◆ **AUFGABENSTELLUNG**
Führe den nachstehenden Text zur Berichtigung von Rechnungen im Umsatzsteuerrecht im selben Stil fort und setze unmittelbar nach seinem letzten Satz an.

┌─ DOKUMENTTEXT

Art. 90, Art. 273 der RL 2006/112/EG, § 17 Abs. 1 UStG

 

Sachverhalt

KFP lieferte Lebensmittel an eine Vielzahl von Abnehmern, und verschickte z.T. berichtigte Rechnungen z.T. wegen Rabatten, Retouren und Fehlern; sie überwachte zwar den Eingang der erforderlichen Bestätigung über den Erhalt der berichtigten Rechnung, erhielt diese aber oft auch nach Mahnungen nicht oder verspätet.

 

Entscheidung

Die Grundsätze ergeben sich aus den Praxis-Hinweisen.

 

Hinweis

1.Die Entscheidung ist für das UStG nur insoweit von Bedeutung, als sie deutlich macht, dass Nachweis­anforderungen nicht so konzipiert sein dürfen, dass auch bei Anwendung aller gebotenen Sorgfalt durch den Unternehmer letzterer allein das Risiko der Unmöglichkeit, den entsprechenden Nachweis zu erbringen, trägt.

└─
┌─ BEREITGESTELLTE DATEN

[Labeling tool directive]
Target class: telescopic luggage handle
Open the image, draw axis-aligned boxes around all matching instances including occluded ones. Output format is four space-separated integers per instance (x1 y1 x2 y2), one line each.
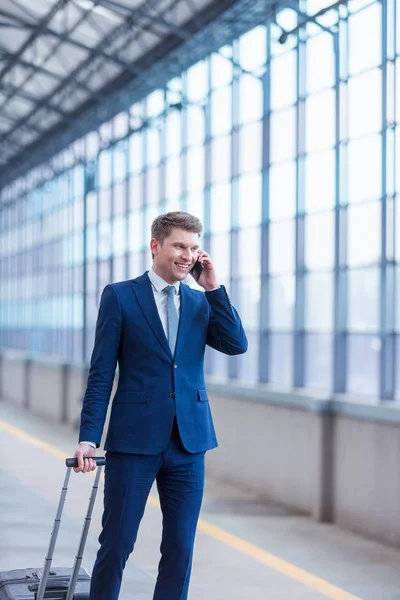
65 456 106 469
35 456 106 600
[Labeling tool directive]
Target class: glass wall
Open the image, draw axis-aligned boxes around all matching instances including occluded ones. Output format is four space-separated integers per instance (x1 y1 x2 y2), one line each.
0 0 400 399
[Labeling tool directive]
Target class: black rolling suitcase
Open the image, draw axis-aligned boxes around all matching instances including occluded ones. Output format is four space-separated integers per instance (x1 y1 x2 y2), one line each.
0 457 105 600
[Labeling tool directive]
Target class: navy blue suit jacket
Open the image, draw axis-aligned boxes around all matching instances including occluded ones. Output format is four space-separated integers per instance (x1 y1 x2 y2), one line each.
79 272 247 454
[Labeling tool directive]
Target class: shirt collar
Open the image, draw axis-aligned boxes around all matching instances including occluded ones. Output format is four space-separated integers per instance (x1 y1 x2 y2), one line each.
148 267 180 294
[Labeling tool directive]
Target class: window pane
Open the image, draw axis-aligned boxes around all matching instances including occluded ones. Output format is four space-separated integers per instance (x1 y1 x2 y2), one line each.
348 69 382 138
239 122 262 173
348 269 379 332
186 105 205 146
211 135 232 182
239 25 267 71
269 162 296 221
211 52 233 88
348 135 382 202
210 184 231 233
270 108 296 162
165 156 182 198
210 233 231 283
306 90 335 152
239 227 261 277
347 202 381 265
238 173 262 228
349 2 382 73
187 60 208 102
269 333 293 388
238 277 260 330
271 52 297 110
238 331 260 383
305 212 335 269
268 275 295 331
186 146 205 192
347 335 380 398
239 75 263 123
165 111 181 156
211 86 232 135
305 150 335 212
306 33 335 93
304 273 334 331
269 221 295 275
304 334 333 390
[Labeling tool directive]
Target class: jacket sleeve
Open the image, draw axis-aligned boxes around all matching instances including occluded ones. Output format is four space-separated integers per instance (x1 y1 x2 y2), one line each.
79 285 122 447
205 286 248 356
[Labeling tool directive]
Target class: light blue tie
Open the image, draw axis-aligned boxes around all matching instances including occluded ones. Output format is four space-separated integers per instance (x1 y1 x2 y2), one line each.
163 285 179 356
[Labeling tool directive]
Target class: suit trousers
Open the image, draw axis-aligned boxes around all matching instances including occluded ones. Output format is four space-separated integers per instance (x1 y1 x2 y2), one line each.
90 421 205 600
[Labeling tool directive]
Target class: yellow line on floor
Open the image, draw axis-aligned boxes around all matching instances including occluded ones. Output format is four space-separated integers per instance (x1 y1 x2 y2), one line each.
0 419 362 600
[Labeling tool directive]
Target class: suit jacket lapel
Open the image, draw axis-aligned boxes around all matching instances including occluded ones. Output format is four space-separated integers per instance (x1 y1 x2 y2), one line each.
132 273 173 358
175 283 192 357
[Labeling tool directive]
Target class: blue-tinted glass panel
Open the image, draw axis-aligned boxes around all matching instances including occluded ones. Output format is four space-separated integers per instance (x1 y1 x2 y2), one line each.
348 269 380 332
187 60 208 102
271 51 297 110
239 121 262 173
239 75 263 123
347 202 381 266
209 233 231 285
210 183 231 233
304 333 333 390
146 127 161 165
211 135 232 182
238 173 262 227
348 135 382 202
269 333 293 388
270 108 296 163
305 212 335 269
269 162 296 221
349 2 382 73
145 166 161 204
306 90 335 152
129 131 143 173
238 331 260 383
113 216 127 256
347 335 380 399
306 32 335 93
239 25 267 71
211 52 233 88
98 150 112 187
268 275 295 331
186 146 205 192
165 110 182 156
269 220 295 275
238 277 261 331
305 150 335 212
186 192 204 223
348 69 382 138
146 90 164 117
211 86 232 135
165 156 182 199
186 105 205 146
128 211 144 251
304 272 334 331
98 221 112 258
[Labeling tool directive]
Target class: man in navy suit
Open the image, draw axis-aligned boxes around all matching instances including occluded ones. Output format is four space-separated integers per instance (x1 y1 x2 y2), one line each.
75 212 247 600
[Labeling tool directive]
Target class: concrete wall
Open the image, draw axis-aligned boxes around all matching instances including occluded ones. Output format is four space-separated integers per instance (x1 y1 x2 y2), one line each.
0 353 400 547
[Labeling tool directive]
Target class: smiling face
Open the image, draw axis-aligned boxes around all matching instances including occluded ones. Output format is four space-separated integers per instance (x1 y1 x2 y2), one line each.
150 227 199 284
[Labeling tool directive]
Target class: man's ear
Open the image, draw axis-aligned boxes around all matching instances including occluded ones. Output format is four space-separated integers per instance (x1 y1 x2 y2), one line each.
150 238 158 256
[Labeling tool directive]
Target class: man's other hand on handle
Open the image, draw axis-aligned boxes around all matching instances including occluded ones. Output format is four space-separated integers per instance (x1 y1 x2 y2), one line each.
74 444 96 473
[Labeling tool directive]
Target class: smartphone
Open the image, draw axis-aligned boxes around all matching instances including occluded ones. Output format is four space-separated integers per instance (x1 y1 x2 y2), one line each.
190 259 204 281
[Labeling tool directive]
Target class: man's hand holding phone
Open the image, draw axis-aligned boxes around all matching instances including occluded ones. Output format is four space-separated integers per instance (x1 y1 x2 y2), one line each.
190 249 219 292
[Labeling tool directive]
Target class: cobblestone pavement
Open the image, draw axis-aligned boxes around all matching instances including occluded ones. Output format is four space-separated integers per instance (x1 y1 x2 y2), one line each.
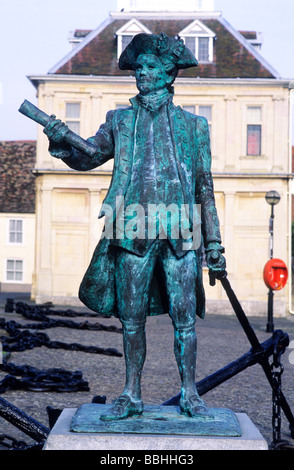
0 299 294 452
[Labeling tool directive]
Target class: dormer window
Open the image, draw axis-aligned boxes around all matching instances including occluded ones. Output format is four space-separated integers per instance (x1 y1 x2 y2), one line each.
179 20 215 64
116 18 151 59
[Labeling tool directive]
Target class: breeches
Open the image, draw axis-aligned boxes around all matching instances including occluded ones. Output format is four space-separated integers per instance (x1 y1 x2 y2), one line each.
115 240 199 329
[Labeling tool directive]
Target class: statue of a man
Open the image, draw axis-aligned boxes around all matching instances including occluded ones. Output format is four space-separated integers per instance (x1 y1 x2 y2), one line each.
44 34 225 420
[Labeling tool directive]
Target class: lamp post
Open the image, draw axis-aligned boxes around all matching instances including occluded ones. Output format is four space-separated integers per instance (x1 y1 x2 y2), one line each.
265 191 281 333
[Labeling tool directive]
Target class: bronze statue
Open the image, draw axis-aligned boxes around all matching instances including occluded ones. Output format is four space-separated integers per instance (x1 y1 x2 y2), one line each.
44 34 225 420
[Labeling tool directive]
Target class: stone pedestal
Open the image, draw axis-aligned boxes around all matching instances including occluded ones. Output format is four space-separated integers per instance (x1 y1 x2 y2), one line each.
44 404 268 451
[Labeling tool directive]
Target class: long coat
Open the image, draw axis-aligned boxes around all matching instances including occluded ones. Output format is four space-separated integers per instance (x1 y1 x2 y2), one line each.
56 97 221 318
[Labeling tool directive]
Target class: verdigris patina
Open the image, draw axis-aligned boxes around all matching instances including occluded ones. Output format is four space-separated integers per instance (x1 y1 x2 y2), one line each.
44 34 225 421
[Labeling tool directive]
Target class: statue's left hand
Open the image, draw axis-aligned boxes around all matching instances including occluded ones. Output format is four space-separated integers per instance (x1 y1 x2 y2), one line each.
43 114 69 143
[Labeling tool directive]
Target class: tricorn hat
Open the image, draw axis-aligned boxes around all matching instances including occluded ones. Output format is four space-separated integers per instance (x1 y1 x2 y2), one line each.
118 33 198 70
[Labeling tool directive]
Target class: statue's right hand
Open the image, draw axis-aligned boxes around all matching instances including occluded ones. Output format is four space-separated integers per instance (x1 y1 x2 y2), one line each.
43 114 69 143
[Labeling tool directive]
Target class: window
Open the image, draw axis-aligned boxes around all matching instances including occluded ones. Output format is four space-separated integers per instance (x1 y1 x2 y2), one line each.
115 18 151 59
198 38 210 62
183 105 212 134
65 103 81 134
247 106 262 156
6 259 23 281
115 103 129 109
8 219 23 243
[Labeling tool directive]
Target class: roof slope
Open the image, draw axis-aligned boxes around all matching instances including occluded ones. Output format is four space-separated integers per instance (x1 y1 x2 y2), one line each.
49 15 278 78
0 140 36 214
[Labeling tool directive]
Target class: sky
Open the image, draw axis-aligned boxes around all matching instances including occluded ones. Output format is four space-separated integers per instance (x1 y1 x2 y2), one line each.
0 0 294 140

└─

◆ **ERGEBNIS**
2. Art. 90 Abs. 1 der Mehrwertsteuerrichtlinie sieht vor, dass "die Steuerbemessungsgrundlage unter den von den Mitgliedstaaten festgelegten Bedingungen entsprechend vermindert [wird]". Eine polnische Vorschrift verlangte für die Minderung durch Preisnachlass beim Leistenden die Bestätigung des Erhalts einer berichtigten Rechnung innerhalb einer bestimmten Frist. Eine Regelung dieses Inhalts lässt das Unionsrecht grundsätzlich zu. Nicht damit zu vereinbaren ist jedoch, dass es weder eine (ggf. sanktionierte) Rechtspflicht des Empfängers zur Erteilung der Bestätigung gab noch eine Möglichkeit für den Leistenden nachzuweisen, dass er jedenfalls die erforderliche Sorgfalt hat walten lassen, um sich zu vergewissern, dass der Erwerber der Gegenstände oder Dienstleistungen die berichtigte Rechnung erhalten hat, und dass der fragliche Umsatz tatsächlich entsprechend den in der berichtigten Rechnung angegebenen Bedingungen getätigt worden ist.

3. Laut Rechtsprechung zu § 17 Abs. 1 UStG setzt die nachträgliche Minderung der Bemessungsgrundlage keine vorherige Korrektur der zuvor ­erteilten Rechnungen mit Steuerausweis voraus. Entscheidend ist vielmehr allein die tatsächliche Rückzahlung (BFH, Urteil vom 28.5.2009, V R 2/08, BFH/NV 2009, 1742, BFHE 226, 166).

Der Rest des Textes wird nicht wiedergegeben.